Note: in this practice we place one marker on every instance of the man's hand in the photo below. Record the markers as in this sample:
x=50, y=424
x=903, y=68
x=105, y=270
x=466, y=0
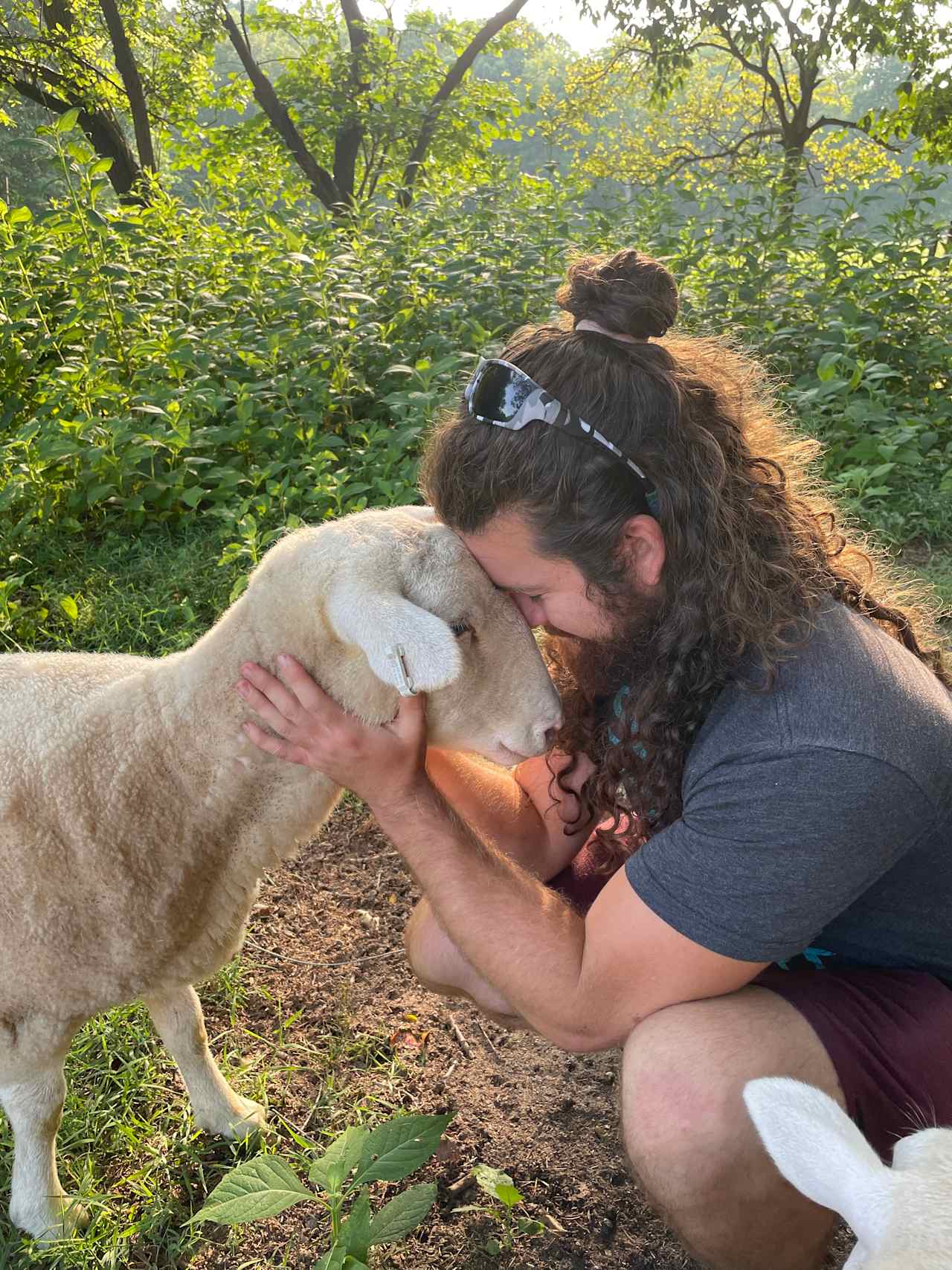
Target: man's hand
x=381, y=765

----------

Short exercise:
Format every line of the rows above as a JSON list of strings, one string per line, skipping blank lines. Leave the pictures out.

Result for this task:
[
  "Note: in this practice we place one marker on every instance of the man's hand in the photo below. Record the markers as in this sample:",
  "x=50, y=424",
  "x=903, y=68",
  "x=105, y=270",
  "x=466, y=0",
  "Target: man's hand",
  "x=381, y=765"
]